* RECORD EXTRACTS *

════════════════════

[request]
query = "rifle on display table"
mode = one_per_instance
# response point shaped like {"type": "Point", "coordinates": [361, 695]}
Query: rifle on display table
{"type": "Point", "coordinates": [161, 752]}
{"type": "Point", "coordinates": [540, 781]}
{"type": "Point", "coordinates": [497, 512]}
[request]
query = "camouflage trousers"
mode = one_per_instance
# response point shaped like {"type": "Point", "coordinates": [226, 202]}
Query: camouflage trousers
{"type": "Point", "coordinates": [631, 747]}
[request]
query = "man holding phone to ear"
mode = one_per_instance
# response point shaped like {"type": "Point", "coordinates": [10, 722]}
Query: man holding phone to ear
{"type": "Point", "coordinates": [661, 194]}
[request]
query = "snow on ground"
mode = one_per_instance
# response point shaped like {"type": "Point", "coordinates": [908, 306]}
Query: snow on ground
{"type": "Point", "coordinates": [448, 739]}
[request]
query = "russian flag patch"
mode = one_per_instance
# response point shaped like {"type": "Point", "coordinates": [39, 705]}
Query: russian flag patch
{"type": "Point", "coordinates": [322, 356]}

════════════════════

* THE REQUEST *
Reproduce every one of the lines above, character for character.

* OUTPUT *
[request]
query = "rifle on display table"
mode = one_per_instance
# response point shaped like {"type": "Point", "coordinates": [361, 695]}
Query: rifle on display table
{"type": "Point", "coordinates": [161, 752]}
{"type": "Point", "coordinates": [540, 781]}
{"type": "Point", "coordinates": [497, 512]}
[request]
query = "camouflage trousers"
mode = one_per_instance
# response point shaped like {"type": "Point", "coordinates": [226, 202]}
Query: camouflage trousers
{"type": "Point", "coordinates": [631, 747]}
[request]
query = "man holding phone to ear"
mode = one_per_instance
# response point shaped like {"type": "Point", "coordinates": [10, 722]}
Query: man holding phone to ear
{"type": "Point", "coordinates": [661, 194]}
[request]
query = "snow on ground"
mode = one_per_instance
# response point shaped like {"type": "Point", "coordinates": [908, 306]}
Query: snow on ground
{"type": "Point", "coordinates": [448, 739]}
[request]
query = "russian flag patch"
mode = one_per_instance
# response point shaped like {"type": "Point", "coordinates": [39, 705]}
Query: russian flag patch
{"type": "Point", "coordinates": [322, 356]}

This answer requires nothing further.